What you need to do
• A. In the Form 10-K excerpt, on what date is the Annual Meeting of Stockholders to be held?
• B. Please continue the Form 10-K excerpt from where it stops.

Excerpt provided
-*-*-
Pursuant to instruction 3 of paragraph (b) of Item 401 of Regulation S-K, the information required by this Item with respect to executive officers is set forth in Item 1 of Part I of this Form 10-K under "Executive Officers and Other Officers of Empire."
We have adopted a Code of Ethics for the Chief Executive Officer and Senior Financial Officers. A copy of the code is available on our website at www.empiredistrict.com. Any future amendments or waivers to the code will be posted on our website at www.empiredistrict.com.
ITEM 11. EXECUTIVE COMPENSATION
Information required by this item may be found in our proxy statement for our Annual Meeting of Stockholders to be held April 25, 2013, which is incorporated herein by reference.
ITEM 12. SECURITY OWNERSHIP OF CERTAIN BENEFICIAL OWNERS AND MANAGEMENT AND RELATED STOCKHOLDER MATTERS
Except as set forth below, information required by this item may be found in our proxy statement for our Annual Meeting of Stockholders to be held April 25, 2013, which is incorporated herein by reference.
-*-*-
Recorded data
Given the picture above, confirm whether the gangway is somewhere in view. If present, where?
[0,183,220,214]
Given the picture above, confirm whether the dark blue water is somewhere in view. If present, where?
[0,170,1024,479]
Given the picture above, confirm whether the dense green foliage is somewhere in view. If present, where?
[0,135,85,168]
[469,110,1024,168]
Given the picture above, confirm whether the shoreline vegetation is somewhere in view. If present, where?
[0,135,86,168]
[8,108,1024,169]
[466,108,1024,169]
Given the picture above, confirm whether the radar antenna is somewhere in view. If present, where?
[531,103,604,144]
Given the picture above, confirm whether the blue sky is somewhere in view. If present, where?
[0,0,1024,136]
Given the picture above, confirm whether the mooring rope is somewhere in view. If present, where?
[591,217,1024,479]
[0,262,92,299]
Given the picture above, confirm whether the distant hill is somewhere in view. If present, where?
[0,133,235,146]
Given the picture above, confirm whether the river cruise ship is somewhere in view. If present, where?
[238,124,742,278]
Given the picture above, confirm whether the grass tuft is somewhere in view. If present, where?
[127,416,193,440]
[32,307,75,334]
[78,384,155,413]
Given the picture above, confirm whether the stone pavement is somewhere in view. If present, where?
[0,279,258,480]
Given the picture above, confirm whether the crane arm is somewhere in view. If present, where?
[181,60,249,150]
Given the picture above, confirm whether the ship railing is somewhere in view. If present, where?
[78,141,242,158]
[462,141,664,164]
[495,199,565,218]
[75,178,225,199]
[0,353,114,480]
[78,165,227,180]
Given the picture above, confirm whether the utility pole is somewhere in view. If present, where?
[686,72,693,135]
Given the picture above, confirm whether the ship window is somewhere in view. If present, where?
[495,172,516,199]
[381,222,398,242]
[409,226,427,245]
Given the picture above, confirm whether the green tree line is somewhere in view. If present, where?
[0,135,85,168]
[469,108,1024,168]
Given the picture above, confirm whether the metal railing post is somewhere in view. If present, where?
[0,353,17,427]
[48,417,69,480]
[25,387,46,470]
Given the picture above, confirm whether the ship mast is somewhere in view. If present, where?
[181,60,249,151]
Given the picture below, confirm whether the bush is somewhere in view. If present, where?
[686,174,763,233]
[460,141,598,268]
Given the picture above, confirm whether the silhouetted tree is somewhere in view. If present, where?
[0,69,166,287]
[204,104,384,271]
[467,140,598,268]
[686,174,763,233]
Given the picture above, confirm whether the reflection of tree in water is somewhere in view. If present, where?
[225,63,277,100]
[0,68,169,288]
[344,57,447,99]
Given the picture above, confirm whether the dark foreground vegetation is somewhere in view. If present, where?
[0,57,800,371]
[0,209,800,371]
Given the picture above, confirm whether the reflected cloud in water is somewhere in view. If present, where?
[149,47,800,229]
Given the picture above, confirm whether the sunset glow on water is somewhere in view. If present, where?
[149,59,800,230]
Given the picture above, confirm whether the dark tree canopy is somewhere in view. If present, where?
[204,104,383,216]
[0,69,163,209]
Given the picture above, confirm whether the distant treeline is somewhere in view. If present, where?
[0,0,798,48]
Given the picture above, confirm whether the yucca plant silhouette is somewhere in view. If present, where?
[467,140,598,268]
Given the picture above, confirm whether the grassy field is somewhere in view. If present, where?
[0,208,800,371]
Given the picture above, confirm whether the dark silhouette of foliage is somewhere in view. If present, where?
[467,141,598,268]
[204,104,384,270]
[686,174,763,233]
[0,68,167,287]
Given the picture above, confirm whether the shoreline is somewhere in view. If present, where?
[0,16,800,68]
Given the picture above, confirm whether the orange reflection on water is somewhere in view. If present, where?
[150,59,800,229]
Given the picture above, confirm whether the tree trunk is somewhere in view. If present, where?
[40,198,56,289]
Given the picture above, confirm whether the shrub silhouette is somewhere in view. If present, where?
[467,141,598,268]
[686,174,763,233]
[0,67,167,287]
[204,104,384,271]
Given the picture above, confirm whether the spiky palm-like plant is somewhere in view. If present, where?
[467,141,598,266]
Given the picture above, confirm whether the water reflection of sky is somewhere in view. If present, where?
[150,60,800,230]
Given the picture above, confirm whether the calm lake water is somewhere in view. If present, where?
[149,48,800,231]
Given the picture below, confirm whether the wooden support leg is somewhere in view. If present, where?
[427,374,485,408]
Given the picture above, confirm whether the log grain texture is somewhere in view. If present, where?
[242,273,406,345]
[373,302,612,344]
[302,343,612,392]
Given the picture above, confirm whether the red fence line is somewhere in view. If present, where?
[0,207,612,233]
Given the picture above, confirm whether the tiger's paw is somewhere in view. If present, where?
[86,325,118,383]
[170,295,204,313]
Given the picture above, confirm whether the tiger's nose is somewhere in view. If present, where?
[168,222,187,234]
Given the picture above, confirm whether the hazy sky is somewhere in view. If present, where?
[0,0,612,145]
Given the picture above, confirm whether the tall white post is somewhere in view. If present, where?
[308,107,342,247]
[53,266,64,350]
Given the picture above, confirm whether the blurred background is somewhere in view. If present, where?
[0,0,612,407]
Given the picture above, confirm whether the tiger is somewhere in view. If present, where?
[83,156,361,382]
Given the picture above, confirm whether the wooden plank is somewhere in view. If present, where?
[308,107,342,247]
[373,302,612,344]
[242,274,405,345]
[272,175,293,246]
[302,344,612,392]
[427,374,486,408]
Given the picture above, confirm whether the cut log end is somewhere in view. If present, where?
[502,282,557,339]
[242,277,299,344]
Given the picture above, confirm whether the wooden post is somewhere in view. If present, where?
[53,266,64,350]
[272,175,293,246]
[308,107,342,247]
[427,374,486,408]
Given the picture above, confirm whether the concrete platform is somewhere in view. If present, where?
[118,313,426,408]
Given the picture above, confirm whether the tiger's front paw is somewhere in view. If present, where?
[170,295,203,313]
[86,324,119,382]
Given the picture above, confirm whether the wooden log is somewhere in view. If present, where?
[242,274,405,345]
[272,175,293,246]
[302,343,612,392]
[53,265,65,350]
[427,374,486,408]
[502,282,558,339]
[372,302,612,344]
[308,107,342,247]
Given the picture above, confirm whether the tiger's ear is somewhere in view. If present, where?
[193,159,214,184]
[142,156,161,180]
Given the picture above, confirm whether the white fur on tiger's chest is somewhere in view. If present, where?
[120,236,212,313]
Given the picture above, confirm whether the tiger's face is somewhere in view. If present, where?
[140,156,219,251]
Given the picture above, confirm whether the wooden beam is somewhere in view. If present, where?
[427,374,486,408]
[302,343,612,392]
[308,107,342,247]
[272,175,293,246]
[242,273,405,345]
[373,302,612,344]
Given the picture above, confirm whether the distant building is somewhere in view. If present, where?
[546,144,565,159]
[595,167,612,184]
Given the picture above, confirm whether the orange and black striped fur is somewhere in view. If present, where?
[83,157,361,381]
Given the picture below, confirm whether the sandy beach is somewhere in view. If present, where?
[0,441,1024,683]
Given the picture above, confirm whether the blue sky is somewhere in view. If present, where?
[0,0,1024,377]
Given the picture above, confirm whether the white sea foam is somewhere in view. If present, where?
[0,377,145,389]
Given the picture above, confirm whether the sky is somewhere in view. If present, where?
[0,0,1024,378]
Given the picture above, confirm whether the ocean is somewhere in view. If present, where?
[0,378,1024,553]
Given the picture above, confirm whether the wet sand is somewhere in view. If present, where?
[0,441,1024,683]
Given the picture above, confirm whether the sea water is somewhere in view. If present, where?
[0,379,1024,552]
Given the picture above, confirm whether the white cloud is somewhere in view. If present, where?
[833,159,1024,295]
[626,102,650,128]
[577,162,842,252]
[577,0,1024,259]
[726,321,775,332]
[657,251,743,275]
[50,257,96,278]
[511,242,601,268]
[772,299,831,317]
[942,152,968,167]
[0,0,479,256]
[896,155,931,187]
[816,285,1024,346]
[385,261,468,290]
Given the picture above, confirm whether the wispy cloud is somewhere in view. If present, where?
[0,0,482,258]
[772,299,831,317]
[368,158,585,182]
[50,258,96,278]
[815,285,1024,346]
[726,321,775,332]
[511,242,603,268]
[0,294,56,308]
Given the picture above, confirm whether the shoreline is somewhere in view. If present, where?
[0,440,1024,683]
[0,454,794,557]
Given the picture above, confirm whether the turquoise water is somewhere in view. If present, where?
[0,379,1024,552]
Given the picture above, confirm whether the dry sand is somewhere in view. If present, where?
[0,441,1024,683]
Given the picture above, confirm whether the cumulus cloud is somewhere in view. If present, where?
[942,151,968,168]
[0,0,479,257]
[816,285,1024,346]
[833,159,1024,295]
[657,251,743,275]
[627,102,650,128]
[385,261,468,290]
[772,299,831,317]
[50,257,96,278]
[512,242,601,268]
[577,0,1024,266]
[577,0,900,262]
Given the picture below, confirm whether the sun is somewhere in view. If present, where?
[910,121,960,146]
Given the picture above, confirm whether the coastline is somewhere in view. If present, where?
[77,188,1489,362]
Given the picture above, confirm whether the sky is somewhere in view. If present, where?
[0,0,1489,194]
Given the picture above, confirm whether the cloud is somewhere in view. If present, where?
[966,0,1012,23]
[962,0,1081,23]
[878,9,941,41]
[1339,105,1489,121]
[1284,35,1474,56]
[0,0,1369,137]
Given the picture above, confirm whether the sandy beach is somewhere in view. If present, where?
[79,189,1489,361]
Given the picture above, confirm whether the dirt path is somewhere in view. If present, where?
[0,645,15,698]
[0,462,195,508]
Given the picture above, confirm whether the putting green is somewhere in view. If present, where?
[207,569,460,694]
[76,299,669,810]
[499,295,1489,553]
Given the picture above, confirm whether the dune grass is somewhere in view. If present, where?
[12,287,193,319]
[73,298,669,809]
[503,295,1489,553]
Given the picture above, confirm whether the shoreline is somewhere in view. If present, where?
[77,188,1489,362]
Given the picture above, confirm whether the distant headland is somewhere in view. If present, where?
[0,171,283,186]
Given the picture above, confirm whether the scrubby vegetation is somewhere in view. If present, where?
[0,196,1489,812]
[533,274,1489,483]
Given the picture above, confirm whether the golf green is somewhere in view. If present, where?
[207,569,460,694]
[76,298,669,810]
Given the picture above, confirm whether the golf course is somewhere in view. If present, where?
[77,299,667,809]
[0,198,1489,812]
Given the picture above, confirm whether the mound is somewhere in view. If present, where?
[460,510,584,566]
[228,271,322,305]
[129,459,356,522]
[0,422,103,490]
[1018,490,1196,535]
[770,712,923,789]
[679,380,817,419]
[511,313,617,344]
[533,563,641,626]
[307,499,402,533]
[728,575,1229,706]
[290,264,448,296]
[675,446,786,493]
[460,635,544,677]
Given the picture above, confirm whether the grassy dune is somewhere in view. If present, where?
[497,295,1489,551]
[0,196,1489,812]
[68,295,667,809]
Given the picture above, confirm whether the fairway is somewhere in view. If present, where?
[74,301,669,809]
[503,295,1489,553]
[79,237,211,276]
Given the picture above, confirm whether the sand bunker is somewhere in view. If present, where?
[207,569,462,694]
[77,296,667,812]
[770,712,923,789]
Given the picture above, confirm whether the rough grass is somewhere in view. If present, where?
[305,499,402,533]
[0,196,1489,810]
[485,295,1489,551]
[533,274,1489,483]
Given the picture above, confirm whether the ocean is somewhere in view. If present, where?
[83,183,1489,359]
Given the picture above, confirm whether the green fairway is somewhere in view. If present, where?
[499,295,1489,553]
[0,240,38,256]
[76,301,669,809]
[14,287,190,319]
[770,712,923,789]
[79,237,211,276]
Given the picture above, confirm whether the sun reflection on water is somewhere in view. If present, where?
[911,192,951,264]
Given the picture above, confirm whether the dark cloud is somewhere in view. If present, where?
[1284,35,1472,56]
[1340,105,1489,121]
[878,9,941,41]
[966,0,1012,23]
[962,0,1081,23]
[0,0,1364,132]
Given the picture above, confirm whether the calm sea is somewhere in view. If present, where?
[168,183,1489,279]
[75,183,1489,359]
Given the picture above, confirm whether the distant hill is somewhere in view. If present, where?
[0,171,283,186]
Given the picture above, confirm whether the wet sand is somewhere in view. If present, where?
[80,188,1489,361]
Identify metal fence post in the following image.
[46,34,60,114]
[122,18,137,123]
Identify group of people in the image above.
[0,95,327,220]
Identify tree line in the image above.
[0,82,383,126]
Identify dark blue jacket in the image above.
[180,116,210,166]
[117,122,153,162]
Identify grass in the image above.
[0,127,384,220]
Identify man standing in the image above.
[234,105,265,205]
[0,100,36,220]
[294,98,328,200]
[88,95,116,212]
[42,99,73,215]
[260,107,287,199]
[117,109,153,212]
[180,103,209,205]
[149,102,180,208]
-*-*-
Response list
• A. April 25, 2013.

• B.
There are no arrangements the operation of which may at a subsequent date result in a change in control of Empire.
Securities Authorized For Issuance Under Equity Compensation Plans
We have four equity compensation plans, all of which have been approved by shareholders, the 1996 Stock Incentive Plan, the 2006 Stock Incentive Plan, the Employee Stock Purchase Plan (ESPP) and the Stock Unit Plan for Directors.
The following table summarizes information about our equity compensation plans as of December 31, 2012:
| | | | | | | | | | |
Plan Category | | (a) Number of securities to be issued upon exercise of outstanding options, warrants and rights. | | (b) Weighted-average exercise price of outstanding options, warrants and rights(1) | | (c) Number of securities remaining available for future issuance under equity compensation plans (excluding securities reflected in column (a)) | |
---|
Equity compensation plans approved by security holders | | | 475,308 | | $ | 20.87 | | | 1,021,739 | |
Equity compensation plans not approved by security holders | | | — | | | — | | | — | |
| | | | | | | |
TOTAL | | | 475,308 | | $ | 20.87 | | | 1,021,739 | |
| | | | | | | |
- (1)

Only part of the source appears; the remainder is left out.